Filter the records below, copying out every line that contains the word "paved".

-*-

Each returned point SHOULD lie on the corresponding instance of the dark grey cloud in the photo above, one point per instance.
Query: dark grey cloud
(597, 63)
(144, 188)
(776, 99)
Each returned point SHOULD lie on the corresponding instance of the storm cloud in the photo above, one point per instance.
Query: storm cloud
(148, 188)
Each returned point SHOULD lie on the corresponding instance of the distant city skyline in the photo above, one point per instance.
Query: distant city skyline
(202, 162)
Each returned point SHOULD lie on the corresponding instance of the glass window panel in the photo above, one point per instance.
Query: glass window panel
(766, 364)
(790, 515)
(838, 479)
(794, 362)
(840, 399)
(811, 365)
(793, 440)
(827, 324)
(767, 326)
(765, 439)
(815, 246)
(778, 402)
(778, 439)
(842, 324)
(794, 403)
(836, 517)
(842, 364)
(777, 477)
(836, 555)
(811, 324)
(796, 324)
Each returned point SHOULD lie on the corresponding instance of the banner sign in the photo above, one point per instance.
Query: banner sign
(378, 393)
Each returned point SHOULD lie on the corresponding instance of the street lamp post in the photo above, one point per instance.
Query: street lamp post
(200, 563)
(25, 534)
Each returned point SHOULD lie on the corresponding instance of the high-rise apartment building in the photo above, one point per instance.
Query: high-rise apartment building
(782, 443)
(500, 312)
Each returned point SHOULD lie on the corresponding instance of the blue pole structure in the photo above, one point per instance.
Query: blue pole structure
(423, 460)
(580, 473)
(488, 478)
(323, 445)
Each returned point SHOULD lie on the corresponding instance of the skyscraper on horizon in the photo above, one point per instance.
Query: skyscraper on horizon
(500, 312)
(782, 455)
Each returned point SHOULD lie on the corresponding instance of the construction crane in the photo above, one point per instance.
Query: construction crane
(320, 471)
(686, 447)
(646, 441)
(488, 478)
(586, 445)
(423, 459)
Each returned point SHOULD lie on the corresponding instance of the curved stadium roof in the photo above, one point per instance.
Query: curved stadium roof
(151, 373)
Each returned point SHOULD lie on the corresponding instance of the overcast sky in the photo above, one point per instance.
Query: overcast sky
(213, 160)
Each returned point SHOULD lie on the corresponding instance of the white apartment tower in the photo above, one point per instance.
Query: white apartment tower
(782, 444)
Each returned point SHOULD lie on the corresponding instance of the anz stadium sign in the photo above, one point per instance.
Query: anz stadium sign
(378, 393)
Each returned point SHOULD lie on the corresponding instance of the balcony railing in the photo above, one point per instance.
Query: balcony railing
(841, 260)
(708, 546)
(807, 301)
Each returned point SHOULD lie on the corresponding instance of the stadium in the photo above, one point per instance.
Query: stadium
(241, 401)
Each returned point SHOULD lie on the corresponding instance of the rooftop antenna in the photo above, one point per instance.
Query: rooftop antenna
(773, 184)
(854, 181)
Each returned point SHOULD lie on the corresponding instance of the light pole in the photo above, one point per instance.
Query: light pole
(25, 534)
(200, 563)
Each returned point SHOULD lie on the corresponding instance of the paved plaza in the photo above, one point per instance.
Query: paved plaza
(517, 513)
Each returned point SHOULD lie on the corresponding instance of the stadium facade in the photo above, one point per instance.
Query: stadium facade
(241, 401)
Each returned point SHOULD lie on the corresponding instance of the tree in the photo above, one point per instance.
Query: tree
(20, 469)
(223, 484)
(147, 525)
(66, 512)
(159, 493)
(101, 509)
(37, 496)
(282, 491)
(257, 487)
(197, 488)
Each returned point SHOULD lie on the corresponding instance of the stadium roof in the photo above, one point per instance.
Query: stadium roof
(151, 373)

-*-

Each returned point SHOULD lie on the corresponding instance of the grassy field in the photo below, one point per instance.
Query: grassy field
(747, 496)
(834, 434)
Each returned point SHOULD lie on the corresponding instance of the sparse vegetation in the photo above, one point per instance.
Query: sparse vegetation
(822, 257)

-*-

- EXERCISE SOLUTION:
Each returned point SHOULD lie on the corresponding instance of the paved plaza in the photo above, one point per instance.
Query: paved plaza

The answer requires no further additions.